To be done
Quote, exactly, the line holding "coastline in this photo." and all lines after it to the end of the records below. Exclude pictures.

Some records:

★ ★ ★

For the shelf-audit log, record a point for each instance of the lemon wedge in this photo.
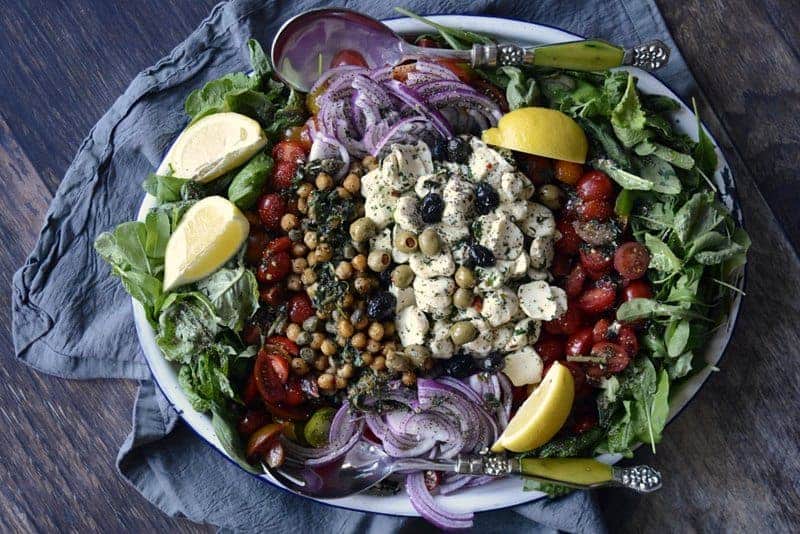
(209, 234)
(214, 145)
(542, 414)
(540, 131)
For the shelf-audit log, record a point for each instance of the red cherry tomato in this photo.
(580, 343)
(597, 210)
(300, 308)
(275, 267)
(279, 244)
(294, 393)
(637, 289)
(600, 330)
(595, 185)
(289, 346)
(550, 348)
(631, 260)
(271, 207)
(269, 383)
(595, 259)
(615, 357)
(574, 284)
(628, 339)
(569, 241)
(597, 299)
(348, 57)
(252, 421)
(569, 322)
(256, 242)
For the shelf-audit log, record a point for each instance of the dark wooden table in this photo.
(731, 459)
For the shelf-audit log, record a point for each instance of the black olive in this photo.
(432, 208)
(381, 305)
(481, 256)
(439, 149)
(486, 198)
(461, 365)
(458, 150)
(493, 362)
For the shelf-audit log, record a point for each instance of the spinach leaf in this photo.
(627, 118)
(164, 188)
(249, 181)
(521, 91)
(661, 256)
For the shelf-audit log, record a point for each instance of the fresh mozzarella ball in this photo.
(524, 367)
(412, 326)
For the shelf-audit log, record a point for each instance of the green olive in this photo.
(319, 426)
(378, 260)
(462, 332)
(429, 242)
(465, 277)
(362, 229)
(462, 298)
(550, 195)
(405, 242)
(402, 276)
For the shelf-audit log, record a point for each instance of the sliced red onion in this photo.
(423, 502)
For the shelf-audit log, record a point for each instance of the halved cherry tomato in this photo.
(631, 260)
(580, 343)
(252, 421)
(595, 185)
(597, 299)
(637, 289)
(262, 440)
(289, 346)
(348, 57)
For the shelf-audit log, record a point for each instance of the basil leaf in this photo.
(627, 118)
(249, 181)
(661, 256)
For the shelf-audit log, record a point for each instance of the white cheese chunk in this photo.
(432, 266)
(538, 301)
(434, 295)
(412, 326)
(407, 214)
(499, 306)
(523, 367)
(539, 221)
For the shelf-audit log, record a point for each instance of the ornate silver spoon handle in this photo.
(580, 473)
(590, 55)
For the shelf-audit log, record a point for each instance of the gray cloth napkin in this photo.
(71, 319)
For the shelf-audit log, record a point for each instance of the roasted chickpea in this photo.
(465, 278)
(405, 241)
(429, 242)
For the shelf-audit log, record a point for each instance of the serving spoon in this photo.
(365, 465)
(305, 46)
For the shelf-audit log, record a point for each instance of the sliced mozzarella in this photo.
(432, 266)
(523, 367)
(539, 221)
(499, 306)
(434, 295)
(412, 326)
(538, 300)
(542, 252)
(441, 345)
(407, 215)
(499, 234)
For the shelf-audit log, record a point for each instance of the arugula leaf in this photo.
(661, 256)
(627, 118)
(521, 91)
(250, 180)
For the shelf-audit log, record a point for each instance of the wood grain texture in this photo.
(731, 458)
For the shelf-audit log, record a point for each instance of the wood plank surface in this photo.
(731, 459)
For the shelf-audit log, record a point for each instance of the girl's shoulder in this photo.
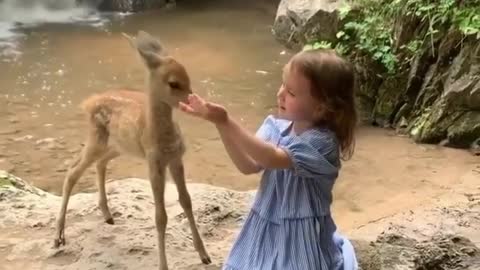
(276, 124)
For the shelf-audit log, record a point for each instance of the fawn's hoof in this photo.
(59, 241)
(110, 221)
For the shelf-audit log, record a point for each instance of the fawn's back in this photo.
(119, 117)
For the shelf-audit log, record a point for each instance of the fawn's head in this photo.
(167, 78)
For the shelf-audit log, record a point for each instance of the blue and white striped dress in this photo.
(290, 226)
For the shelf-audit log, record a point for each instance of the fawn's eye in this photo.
(174, 85)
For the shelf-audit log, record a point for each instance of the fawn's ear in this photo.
(150, 49)
(151, 59)
(147, 42)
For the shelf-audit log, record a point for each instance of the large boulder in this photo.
(435, 98)
(131, 243)
(300, 21)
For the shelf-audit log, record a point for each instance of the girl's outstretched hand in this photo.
(199, 107)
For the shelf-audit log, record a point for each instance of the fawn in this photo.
(139, 124)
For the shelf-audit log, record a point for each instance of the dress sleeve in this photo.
(312, 155)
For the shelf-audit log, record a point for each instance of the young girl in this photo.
(290, 226)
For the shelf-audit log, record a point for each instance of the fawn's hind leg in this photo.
(178, 174)
(92, 151)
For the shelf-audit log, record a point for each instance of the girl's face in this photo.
(294, 99)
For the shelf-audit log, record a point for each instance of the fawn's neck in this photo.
(160, 122)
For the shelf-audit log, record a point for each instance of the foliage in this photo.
(370, 29)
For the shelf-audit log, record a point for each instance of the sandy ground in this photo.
(27, 220)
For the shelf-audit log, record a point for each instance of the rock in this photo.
(453, 114)
(300, 21)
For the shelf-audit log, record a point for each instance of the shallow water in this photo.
(52, 61)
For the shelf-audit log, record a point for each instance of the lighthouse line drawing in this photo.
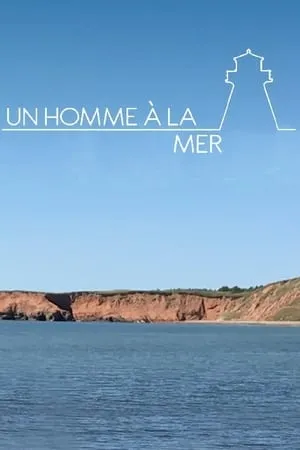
(268, 81)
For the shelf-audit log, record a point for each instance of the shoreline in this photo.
(243, 322)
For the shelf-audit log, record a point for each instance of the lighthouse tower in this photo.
(249, 107)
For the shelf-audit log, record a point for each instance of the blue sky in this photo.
(111, 211)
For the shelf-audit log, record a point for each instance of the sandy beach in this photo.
(243, 322)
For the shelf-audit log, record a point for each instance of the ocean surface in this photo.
(116, 386)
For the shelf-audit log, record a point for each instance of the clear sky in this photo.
(112, 211)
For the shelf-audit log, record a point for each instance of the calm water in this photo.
(129, 386)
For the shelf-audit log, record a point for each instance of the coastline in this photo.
(243, 322)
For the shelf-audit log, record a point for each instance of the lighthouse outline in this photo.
(268, 81)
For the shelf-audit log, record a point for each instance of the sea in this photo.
(118, 386)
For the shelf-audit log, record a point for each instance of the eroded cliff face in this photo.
(277, 301)
(148, 307)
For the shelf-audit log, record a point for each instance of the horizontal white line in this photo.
(112, 130)
(145, 130)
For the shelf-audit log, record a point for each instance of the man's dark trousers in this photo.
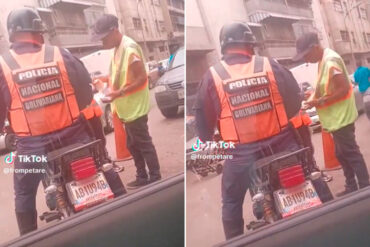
(141, 147)
(350, 157)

★ ★ ★

The answer
For the shelf-audit log, record a point for each instance of the coastline in this photo.
(243, 322)
For the shelf-audit log, record a point for each instance of the lighthouse outline in this photo.
(268, 81)
For the shelf-audit log, record a point for each instance of the sea in this photo.
(118, 386)
For the shelf-audit log, record a point for each instance of the eroded cliff face in this photo.
(277, 301)
(148, 307)
For the shelf-audit log, record a point for each instance of the horizontal white line in this photo.
(112, 130)
(145, 130)
For the shelf-audit log, record a point for each instance of the man's dark trousers in this photo.
(141, 147)
(350, 157)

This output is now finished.